Task directions:
An exact reproduction of the data below is expected, free of images.

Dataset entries

::::

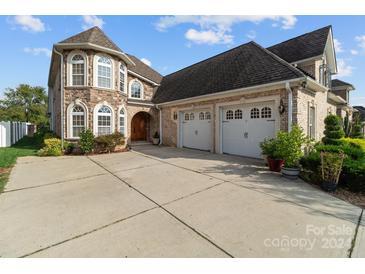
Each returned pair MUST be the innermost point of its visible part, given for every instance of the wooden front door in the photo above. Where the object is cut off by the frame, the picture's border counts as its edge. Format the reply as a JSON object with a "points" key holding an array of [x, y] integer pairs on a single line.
{"points": [[139, 127]]}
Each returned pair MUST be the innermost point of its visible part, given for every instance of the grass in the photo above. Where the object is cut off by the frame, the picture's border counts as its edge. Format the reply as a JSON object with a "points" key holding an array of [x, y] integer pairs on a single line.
{"points": [[28, 146]]}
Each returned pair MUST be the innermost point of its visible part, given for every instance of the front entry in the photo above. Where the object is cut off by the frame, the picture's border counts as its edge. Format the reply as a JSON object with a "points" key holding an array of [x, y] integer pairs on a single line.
{"points": [[139, 127]]}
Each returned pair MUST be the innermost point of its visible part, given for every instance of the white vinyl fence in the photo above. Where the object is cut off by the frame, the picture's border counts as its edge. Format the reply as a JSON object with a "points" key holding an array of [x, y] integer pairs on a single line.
{"points": [[12, 132]]}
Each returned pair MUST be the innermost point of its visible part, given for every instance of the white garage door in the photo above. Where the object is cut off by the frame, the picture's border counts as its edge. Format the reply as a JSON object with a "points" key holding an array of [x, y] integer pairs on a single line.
{"points": [[245, 126], [196, 129]]}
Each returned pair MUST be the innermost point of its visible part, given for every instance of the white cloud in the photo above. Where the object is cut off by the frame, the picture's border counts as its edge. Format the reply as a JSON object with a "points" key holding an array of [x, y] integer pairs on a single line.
{"points": [[146, 61], [92, 21], [216, 29], [361, 40], [38, 51], [251, 35], [208, 37], [344, 69], [29, 23], [338, 45]]}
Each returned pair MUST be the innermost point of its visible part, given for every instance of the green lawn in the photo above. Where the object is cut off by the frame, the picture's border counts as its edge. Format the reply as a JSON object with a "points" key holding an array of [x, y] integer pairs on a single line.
{"points": [[27, 146]]}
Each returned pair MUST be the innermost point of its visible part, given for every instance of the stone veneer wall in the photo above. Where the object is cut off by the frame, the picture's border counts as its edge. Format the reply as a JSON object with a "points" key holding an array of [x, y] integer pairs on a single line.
{"points": [[323, 108], [91, 96]]}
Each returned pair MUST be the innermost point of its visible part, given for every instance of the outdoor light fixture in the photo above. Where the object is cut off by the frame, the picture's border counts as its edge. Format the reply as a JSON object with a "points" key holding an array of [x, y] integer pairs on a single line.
{"points": [[281, 107]]}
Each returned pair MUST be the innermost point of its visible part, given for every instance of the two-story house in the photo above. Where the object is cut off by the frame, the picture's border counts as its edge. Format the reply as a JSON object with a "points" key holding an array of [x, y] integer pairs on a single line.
{"points": [[225, 104]]}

::::

Response area:
Each returned pair MUST be the innermost point of its visible part, given for every instance of the wooden front door in the photo above. Where the object is cut off by the frame, the picture's border counts as its edge. Format the reply as a JSON object with a "points" key holding an array of [x, y] integer pairs on a single line.
{"points": [[139, 127]]}
Each returned pair MUST be the innermost point of its visible part, given for every instance of the grass in the photo above. Where the object is cut off by the frame, the picture's border counts as its edge. Format the reply as a JSON object with a "points" key holding an array of [x, y] integer pairs on a single line.
{"points": [[28, 146]]}
Each returned pair MUST be the innermost point of its visible part, given for every instance of the front entry in the photo above. Where the object is cut off by the frame, the picture's border counts as its edge. Format the reply as a JSON object with a "points" key holding an array of [x, y] integer pairs on a single line.
{"points": [[139, 127]]}
Each returned pair MUST be the innermost point of its visible part, given for every instance of the white vinyl fence in the photo above. Where the object is cut off by the frame, the picture's border counts as its edge. Format the reply as a JSON object with a "points" key holding an array of [x, y] integer pairs on a single line.
{"points": [[12, 132]]}
Each returned pair MUST be the innermost point of its visible part, given for every instance of the white garage door in the photo above. Where the object is cut off by the frame, the picture's border counts as its edge. Format the reply as a JSON object with a "points" key holding an array of [x, y] integer pairs on a single line.
{"points": [[245, 126], [196, 129]]}
Each returned pair MUST be the innermost point of its visible part, given for every instance of the white cloud in the photo above. Where the object is cut off by the frame, the picture's border counts as its edge. Format the reply as a JSON object with a "points" key holding an array of [x, y] integer pairs on a single line.
{"points": [[146, 61], [92, 21], [216, 29], [361, 40], [38, 51], [251, 35], [208, 37], [344, 69], [29, 23], [338, 45]]}
Each returned pair MUST be the innermost point of its visible part, given for every instance of the green lawn in the photo above. Where the object is cut off by the frame, the picture's border counts as its edge. Format the reply as a JSON object with a "points" key holding an array of [x, y] integer pairs on a single line.
{"points": [[27, 146]]}
Each returned pair MUST be the innermost point of its visible part, given for every instance of the stone veneer wall in the photo above. Where the object is cut off by the frame, the picture's border counts as its edge. Format the reply as a JSON object with a "points" key holding an array of [x, y] integer pairs on a single line.
{"points": [[323, 108], [91, 96]]}
Each returned pair MUST be the innermost point of its visible part, given for every instance of the outdoor light fixture in the photo above. Where the object is cut off by the frame, the picture's border counts as its edge. Format the reply as a JSON object with a "points" key holding an array of [x, y] integer pairs on a single line.
{"points": [[281, 107]]}
Each returned pair MUST be the innermost point of its visible part, given for every instance of the two-story house in the photo above. Where the object is cut off by the frame, the picture's border counts as its edge. Format the reply as a JSON object with a "points" key holding an array of [x, y] integer pairs on a single line.
{"points": [[225, 104]]}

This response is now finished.